図1は、本発明に係わる薄形ポリマー電解質二次電池を示す斜視図、図2は図1のII−II線に沿う断面図、図3は図1の二次電池を構成する発電要素を密封した封止材を示す斜視図である。
【0011】
内面に熱融着性樹脂フィルムが配された積層フィルム、例えば熱融着性樹脂フィルム1、金属箔2および剛性を有する樹脂フィルム3を少なくともこの順序で積層した積層フィルムからなる封止材4内には、薄形発電要素5が収納され、前記封止材1の例えば3側辺でその内面の熱融着性樹脂フィルム1を互いに熱融着したシール部6a,6b,6cにより前記発電要素5を密封している。前記発電要素5は、図2に示すように正極7、セパレータであるポリマー電解質層8および負極9がこの順序で積層した構造を有する。
【0012】
前記正極7は、アルミニウム製の集電体10の両面に正極層11が担持された構造を有する。前記集電体11は、帯状アルミニウム箔からなる端子部(図示せず)を有し、この端子部にはアルミニウム製の外部正極リード12が超音波溶接によって接続されている。この外部正極リード12は、前記封止材4のシール部6bから外部に延出されている。
【0013】
前記負極9は、銅製の集電体13の両面に負極層14が担持された構造を有する。前記集電体13は、帯状銅箔からなる端子部(図示せず)を有し、この端子部には外部負極リード15が超音波溶接等によって接続されている。この外部負極リード15は、前記封止材4のシール部6bから外部に延出されている。
【0014】
外装部材16は、周縁に枠状突起17a,17bを有する形状をなす一対の外装片18a、18bからなり、これらの外装片18a,18bの間には前記封止材4がそのシール部6a〜6cを前記各外装片18a,18bの枠状突起17a,17bに位置するように収納し、前記外装片18a,18bの枠状突起17a,17bと前記シール部6a〜6cの間に別途用意した熱融着性樹脂フィルム19a、19bをそれぞれ介在させて熱融着することにより前記封止材4を密封している。ただし、前記封止材4の外部端子12,15が延出されるシール部6bと対向する折り曲げ部分をも前記外装片18a,18bの枠状突起17a,17bの間に位置されてもよい。

> 課題 1
薄形ポリマー電解質二次電池についての原文をもとに、次の問いに答えなさい。
(a) 発電要素5は、何がどの順序で積層した構造を有するか。
(b) 外部正極リード12は何製で、端子部にどのような方法で接続されているか。
(c) 外装部材16は何からなるか。
> 課題 2
薄形ポリマー電解質二次電池についての原文に続く文章を書きなさい。

> 検出例

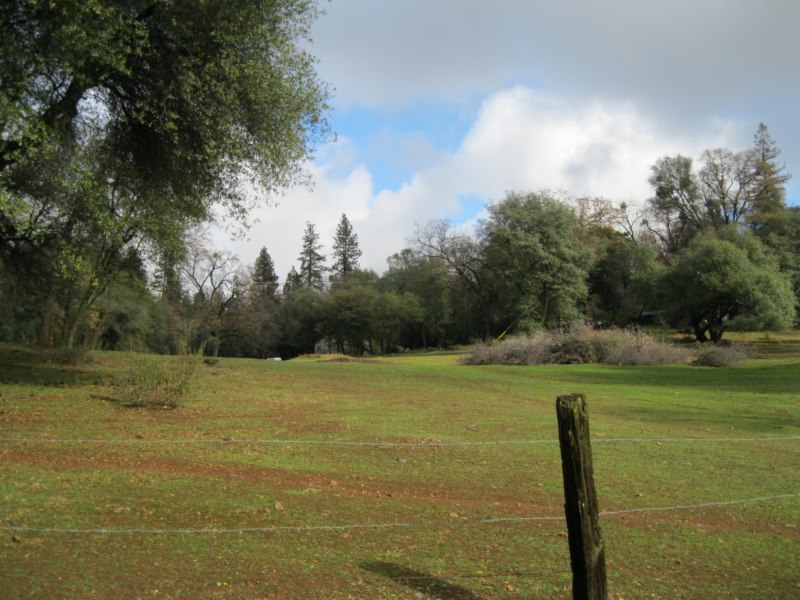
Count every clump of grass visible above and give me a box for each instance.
[692,344,748,367]
[463,327,691,365]
[121,351,203,409]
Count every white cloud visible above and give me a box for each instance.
[217,86,746,278]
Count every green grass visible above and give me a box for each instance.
[0,334,800,599]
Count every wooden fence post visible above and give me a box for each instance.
[556,394,607,600]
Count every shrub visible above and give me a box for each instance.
[463,327,691,365]
[121,350,203,408]
[692,344,747,367]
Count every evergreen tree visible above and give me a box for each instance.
[298,221,326,290]
[750,123,791,226]
[253,248,278,298]
[283,267,303,296]
[331,214,361,276]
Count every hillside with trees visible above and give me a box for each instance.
[0,0,800,366]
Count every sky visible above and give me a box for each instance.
[215,0,800,280]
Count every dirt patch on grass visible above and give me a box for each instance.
[2,448,562,516]
[323,356,392,365]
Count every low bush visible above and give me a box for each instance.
[120,351,203,408]
[692,344,747,367]
[463,327,691,365]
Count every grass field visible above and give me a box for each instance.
[0,334,800,600]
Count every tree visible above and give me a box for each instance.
[699,148,760,228]
[283,266,303,296]
[751,123,791,226]
[643,155,707,262]
[0,0,327,343]
[331,214,361,276]
[251,247,278,299]
[663,228,794,342]
[756,206,800,310]
[415,219,494,342]
[298,221,325,291]
[380,248,457,348]
[480,192,590,329]
[182,234,244,356]
[587,234,662,326]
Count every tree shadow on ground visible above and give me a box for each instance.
[360,561,482,600]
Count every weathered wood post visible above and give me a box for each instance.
[556,394,607,600]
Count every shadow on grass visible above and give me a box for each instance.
[360,561,481,600]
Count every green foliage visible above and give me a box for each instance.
[463,326,691,365]
[0,0,328,347]
[692,344,748,367]
[381,248,458,348]
[662,228,794,342]
[586,234,662,326]
[331,214,361,276]
[481,192,590,329]
[252,248,278,299]
[298,221,326,291]
[756,206,800,310]
[120,349,203,409]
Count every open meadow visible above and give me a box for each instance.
[0,333,800,600]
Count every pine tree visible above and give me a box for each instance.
[298,222,326,290]
[283,267,303,296]
[750,123,791,225]
[331,214,361,275]
[253,247,278,298]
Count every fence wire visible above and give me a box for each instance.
[0,435,800,448]
[0,492,800,535]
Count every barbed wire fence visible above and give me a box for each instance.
[0,435,800,585]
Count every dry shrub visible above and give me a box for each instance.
[120,352,203,408]
[463,327,691,365]
[692,344,747,367]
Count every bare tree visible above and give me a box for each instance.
[181,231,244,356]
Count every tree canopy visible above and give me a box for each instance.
[663,228,794,342]
[0,0,328,345]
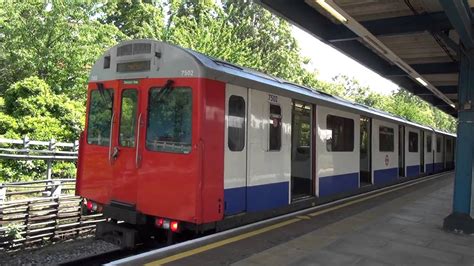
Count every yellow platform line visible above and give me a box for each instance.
[308,176,439,217]
[145,218,301,265]
[145,175,442,265]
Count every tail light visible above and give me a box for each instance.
[155,218,165,228]
[155,217,180,232]
[170,221,179,232]
[86,201,94,211]
[84,199,102,212]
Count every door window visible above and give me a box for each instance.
[326,115,354,152]
[408,131,418,152]
[426,134,433,152]
[87,89,114,146]
[119,90,138,147]
[379,126,395,152]
[269,104,281,151]
[146,87,192,153]
[227,95,245,151]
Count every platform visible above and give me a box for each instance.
[114,173,474,265]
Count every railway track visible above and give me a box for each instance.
[60,246,159,266]
[61,172,451,265]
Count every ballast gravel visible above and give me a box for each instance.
[0,236,118,265]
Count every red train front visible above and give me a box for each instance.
[76,40,225,247]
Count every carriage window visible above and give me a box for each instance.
[119,90,138,147]
[87,89,114,146]
[269,104,281,151]
[227,95,245,151]
[408,131,418,152]
[326,115,354,151]
[436,137,441,152]
[379,126,395,152]
[426,134,433,152]
[146,87,192,153]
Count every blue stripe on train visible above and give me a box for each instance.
[426,163,434,174]
[407,165,420,177]
[319,173,359,197]
[434,163,444,172]
[374,168,398,185]
[224,187,245,215]
[224,182,289,215]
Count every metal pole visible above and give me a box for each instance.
[444,47,474,234]
[46,138,56,180]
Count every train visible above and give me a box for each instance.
[76,40,456,248]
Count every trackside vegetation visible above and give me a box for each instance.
[0,0,456,182]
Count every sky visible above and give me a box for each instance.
[292,26,398,94]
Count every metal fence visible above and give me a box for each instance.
[0,136,79,179]
[0,137,104,250]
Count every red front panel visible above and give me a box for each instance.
[76,81,119,203]
[78,78,225,223]
[138,79,201,222]
[201,80,227,223]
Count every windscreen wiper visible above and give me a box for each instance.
[97,83,114,109]
[156,79,174,102]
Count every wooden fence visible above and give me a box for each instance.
[0,136,79,179]
[0,179,105,250]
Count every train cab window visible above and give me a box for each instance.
[269,104,281,151]
[87,89,114,146]
[119,90,138,147]
[446,139,452,153]
[326,115,354,151]
[436,137,441,152]
[408,131,418,152]
[227,95,245,151]
[146,87,192,153]
[426,134,433,152]
[379,126,395,152]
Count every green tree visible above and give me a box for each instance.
[0,0,122,100]
[0,77,84,181]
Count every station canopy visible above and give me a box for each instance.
[258,0,473,117]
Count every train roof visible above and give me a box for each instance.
[89,40,456,137]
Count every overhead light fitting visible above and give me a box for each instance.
[316,0,347,23]
[416,77,428,87]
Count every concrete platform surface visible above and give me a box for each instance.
[152,174,474,265]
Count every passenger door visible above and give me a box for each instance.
[224,84,248,215]
[78,82,117,203]
[111,85,141,205]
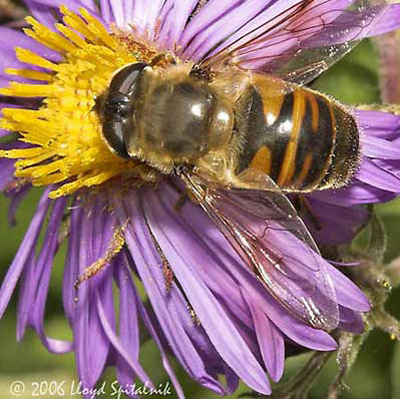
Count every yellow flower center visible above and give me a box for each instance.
[0,6,162,198]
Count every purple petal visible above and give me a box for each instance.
[339,307,364,335]
[136,192,270,394]
[123,195,228,394]
[328,265,370,312]
[357,158,400,193]
[71,200,117,388]
[169,189,337,350]
[0,187,51,318]
[115,259,152,385]
[243,292,285,382]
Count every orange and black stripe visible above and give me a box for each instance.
[237,85,358,192]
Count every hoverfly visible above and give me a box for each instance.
[96,0,385,330]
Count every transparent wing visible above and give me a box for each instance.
[181,172,339,330]
[200,0,387,85]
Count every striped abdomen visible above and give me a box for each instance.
[236,80,359,192]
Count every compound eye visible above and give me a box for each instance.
[109,62,149,97]
[96,62,148,158]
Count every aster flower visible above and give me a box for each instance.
[0,0,400,398]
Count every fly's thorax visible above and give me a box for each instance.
[125,65,234,170]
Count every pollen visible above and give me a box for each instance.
[0,6,161,198]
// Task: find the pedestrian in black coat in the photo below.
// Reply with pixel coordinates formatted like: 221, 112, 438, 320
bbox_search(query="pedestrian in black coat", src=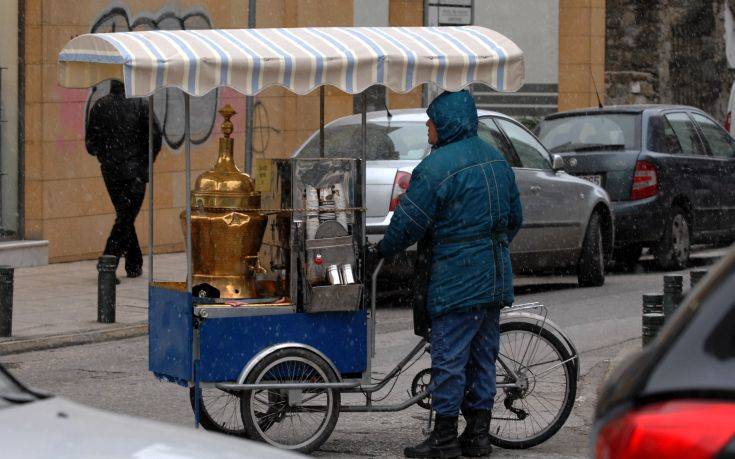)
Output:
85, 80, 161, 277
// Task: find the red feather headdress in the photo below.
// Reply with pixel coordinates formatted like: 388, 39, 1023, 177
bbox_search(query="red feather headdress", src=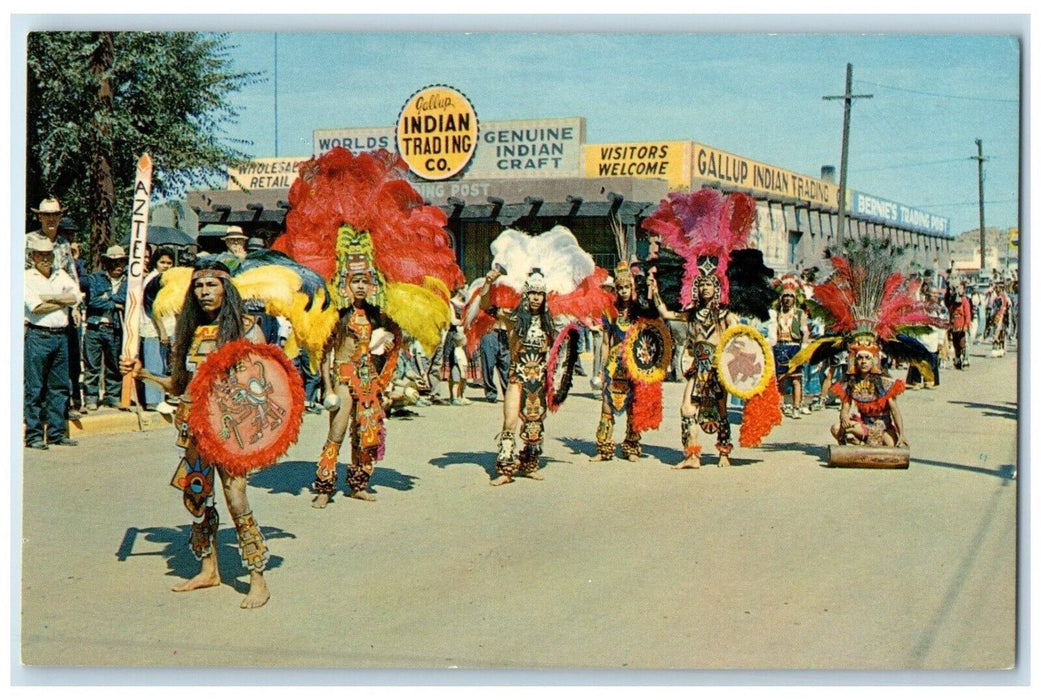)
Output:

> 回答 1
(a) 正極7、セパレータであるポリマー電解質層8、負極9がこの順序で積層した構造を有する。
(b) アルミニウム製で、超音波溶接によって接続されている。
(c) 周縁に枠状突起17a,17bを有する形状をなす一対の外装片18a、18bからなる。

> 回答 2
【0015】
このような薄形ポリマー電解質二次電池は、例えば次のような方法により製造される。図4に示すように前述した3層構造の帯状積層フィルム20に正負極の外部端子12,15が取付けられた薄形発電要素5を短辺に平行な中央部に位置する折り曲げ線20を境にして例えば右側部分に前記外部端子12,15が前記積層フィルム19の短辺の端面から延出するように載せた後、前記積層フィルム20を前記折り曲げ線21で前記発電要素5を包むように折り曲げる。つづいて、前記折り曲げ部を除く3つの側辺を熱シールして前記発電要素5を封止材4内に密封する。その後、この封止材を周縁に枠状突起を有する形状をなす一対の外装片の間に前記封止材のシール部が前記各外装片の枠状突起に位置するように収納し、前記外装片の枠状突起と前記シール部の間に別途用意した熱融着性樹脂フィルムを介在されて熱融着して前記封止材を外装部材の内部に密封することにより図1に示す二次電池を製造する。
【0016】
前記封止材4、正極7、負極9、電解質層8および外装部材16は、次のような構成になっている。
1)封止材4
この封止材4は、少なくともシール面に熱融着性樹脂が配された例えば熱融着性樹脂フィルム1、金属箔2および剛性を有する樹脂フィルム3をこの順序で積層した積層フィルムからなる。
【0017】
前記熱融着性樹脂としては、例えばポリエチレン(PE)、アイオノマー、エチレンビニルアセテート(EVA)等を用いることができる。
前記金属箔としては、例えばAl箔、Ni箔を用いることができる。
【0018】
前記剛性を有する樹脂としては、例えばポリエチレンテレフタレート(PET)、ナイロン等を用いることができる。
具体的には、シール面側から外面に向けて積層したPE/Al箔/PETの積層フィルム;PE/Al箔/ナイロンの積層フィルム;アイオノマー/Ni箔/PETの積層フィルム;EVA/Al箔/PETの積層フィルム;アイオノマー/Al箔/PETの積層フィルム等を用いることができる。ここで、シール面側のPE、アイオノマー、EVA以外のフィルムは防湿性、耐通気性、耐薬品性を担っている。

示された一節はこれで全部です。